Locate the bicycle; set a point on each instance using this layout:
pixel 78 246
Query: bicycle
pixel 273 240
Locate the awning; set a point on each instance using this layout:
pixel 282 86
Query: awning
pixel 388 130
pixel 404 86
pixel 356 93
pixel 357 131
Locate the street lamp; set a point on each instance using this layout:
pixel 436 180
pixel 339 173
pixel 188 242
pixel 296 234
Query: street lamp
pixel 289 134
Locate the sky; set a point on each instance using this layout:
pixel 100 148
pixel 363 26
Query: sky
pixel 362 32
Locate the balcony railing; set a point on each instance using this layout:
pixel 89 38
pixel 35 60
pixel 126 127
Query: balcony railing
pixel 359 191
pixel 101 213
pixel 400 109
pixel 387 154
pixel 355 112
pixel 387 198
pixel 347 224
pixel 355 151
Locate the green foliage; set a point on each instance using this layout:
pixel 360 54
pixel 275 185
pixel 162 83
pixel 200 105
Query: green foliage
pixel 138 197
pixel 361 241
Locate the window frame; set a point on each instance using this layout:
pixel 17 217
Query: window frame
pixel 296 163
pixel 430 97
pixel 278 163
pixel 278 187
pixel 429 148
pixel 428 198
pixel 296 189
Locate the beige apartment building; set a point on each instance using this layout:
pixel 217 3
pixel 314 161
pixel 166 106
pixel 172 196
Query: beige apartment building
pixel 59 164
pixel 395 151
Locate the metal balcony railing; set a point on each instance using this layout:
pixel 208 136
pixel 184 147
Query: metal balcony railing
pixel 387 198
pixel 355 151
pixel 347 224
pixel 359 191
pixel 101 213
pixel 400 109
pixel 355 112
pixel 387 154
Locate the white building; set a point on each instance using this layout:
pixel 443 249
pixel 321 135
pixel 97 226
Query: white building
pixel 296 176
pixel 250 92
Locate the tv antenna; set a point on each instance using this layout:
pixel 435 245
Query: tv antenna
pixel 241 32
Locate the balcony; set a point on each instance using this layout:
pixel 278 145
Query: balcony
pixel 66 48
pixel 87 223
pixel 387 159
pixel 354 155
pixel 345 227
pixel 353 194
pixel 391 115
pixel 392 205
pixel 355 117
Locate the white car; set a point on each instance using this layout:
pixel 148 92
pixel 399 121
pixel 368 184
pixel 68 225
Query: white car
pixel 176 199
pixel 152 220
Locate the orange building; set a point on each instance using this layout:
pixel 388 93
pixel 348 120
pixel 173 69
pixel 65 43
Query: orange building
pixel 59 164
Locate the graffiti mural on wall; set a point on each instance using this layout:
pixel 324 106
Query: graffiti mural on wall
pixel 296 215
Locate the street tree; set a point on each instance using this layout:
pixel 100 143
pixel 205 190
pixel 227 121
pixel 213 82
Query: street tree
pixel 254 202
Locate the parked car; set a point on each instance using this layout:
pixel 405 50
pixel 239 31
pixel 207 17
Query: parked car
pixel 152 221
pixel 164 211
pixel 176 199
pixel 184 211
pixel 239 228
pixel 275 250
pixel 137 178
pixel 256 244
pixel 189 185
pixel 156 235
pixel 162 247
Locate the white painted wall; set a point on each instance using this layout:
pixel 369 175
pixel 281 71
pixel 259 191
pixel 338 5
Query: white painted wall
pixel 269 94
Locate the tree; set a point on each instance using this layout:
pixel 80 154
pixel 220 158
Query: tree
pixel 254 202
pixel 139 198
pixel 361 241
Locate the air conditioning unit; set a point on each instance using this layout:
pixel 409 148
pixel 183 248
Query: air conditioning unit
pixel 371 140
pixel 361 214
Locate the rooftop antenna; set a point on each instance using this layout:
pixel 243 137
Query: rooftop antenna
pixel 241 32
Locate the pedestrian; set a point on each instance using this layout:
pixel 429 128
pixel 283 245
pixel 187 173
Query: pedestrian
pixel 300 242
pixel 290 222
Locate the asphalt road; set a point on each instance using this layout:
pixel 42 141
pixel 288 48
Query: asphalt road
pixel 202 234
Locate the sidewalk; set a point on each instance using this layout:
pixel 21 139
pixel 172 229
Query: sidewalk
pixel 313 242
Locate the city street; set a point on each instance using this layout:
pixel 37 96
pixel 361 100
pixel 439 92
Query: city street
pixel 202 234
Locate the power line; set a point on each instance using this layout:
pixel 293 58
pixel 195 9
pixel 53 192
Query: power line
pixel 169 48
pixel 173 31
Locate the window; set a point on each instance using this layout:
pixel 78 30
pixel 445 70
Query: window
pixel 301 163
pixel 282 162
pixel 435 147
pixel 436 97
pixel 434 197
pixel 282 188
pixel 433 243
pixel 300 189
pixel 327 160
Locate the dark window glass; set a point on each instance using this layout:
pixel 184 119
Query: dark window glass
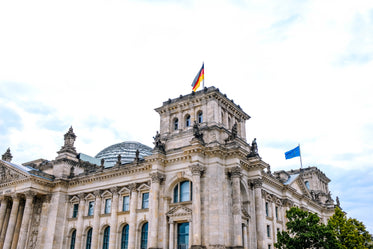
pixel 89 239
pixel 200 117
pixel 187 121
pixel 91 206
pixel 145 200
pixel 107 206
pixel 75 210
pixel 182 235
pixel 105 243
pixel 126 203
pixel 267 209
pixel 72 242
pixel 144 236
pixel 176 193
pixel 124 241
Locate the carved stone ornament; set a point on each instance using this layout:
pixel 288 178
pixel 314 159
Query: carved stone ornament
pixel 8 175
pixel 196 169
pixel 157 177
pixel 256 183
pixel 236 171
pixel 7 156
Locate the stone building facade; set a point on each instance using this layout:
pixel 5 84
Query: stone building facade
pixel 203 186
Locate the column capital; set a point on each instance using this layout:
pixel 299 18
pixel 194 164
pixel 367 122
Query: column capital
pixel 29 194
pixel 157 177
pixel 196 169
pixel 235 172
pixel 132 187
pixel 256 183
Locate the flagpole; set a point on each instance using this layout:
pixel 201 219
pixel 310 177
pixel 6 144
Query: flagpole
pixel 300 157
pixel 203 83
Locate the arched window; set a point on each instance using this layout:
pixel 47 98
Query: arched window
pixel 124 241
pixel 187 120
pixel 183 192
pixel 105 243
pixel 73 238
pixel 307 184
pixel 89 239
pixel 200 117
pixel 176 124
pixel 144 236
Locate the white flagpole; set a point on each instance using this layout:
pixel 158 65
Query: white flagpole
pixel 300 157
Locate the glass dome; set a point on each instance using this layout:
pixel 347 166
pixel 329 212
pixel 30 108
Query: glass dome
pixel 127 150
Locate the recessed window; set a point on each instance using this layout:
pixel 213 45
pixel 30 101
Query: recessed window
pixel 126 203
pixel 73 238
pixel 107 206
pixel 183 192
pixel 144 236
pixel 88 243
pixel 105 243
pixel 145 200
pixel 307 184
pixel 187 120
pixel 267 209
pixel 124 241
pixel 75 210
pixel 200 117
pixel 91 206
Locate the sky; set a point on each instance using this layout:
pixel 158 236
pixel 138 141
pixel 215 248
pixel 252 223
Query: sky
pixel 301 69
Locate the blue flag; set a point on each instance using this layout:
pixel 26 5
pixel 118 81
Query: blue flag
pixel 292 153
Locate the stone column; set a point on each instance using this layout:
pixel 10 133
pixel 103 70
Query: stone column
pixel 12 222
pixel 171 240
pixel 245 238
pixel 79 223
pixel 154 209
pixel 5 225
pixel 114 219
pixel 26 219
pixel 259 213
pixel 4 205
pixel 196 170
pixel 96 219
pixel 18 226
pixel 133 223
pixel 236 206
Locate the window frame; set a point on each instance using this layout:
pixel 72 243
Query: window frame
pixel 145 202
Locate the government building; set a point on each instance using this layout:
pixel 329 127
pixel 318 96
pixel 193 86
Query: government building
pixel 202 185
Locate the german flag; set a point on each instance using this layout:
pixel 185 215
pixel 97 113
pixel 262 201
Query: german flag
pixel 199 78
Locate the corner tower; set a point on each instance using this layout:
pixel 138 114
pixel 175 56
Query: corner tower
pixel 215 114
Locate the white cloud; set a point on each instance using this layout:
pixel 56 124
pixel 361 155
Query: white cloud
pixel 300 69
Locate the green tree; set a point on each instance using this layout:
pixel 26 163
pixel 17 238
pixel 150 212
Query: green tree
pixel 350 233
pixel 304 230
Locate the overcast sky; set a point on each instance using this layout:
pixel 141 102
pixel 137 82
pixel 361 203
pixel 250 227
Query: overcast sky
pixel 301 69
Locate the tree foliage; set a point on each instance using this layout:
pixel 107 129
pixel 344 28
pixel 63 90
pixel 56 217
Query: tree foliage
pixel 349 233
pixel 304 230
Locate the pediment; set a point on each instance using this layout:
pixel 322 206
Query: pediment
pixel 8 173
pixel 179 211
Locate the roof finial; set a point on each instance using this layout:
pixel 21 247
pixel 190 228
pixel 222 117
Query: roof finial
pixel 7 156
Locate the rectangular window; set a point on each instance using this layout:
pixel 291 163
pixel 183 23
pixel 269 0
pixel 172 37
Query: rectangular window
pixel 75 210
pixel 91 206
pixel 107 206
pixel 126 203
pixel 145 200
pixel 267 209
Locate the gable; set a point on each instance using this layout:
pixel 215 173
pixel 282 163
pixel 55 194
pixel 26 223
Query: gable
pixel 9 173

——

= EXERCISE DESCRIPTION =
The required output is the exact run of lines from the one with "pixel 172 37" through the final line of the entries.

= ANSWER SECTION =
pixel 172 37
Query: rectangular window
pixel 75 210
pixel 91 206
pixel 107 206
pixel 126 203
pixel 145 200
pixel 267 209
Locate the gable; set a point on each instance using this layout:
pixel 215 173
pixel 282 163
pixel 55 194
pixel 26 223
Query: gable
pixel 9 173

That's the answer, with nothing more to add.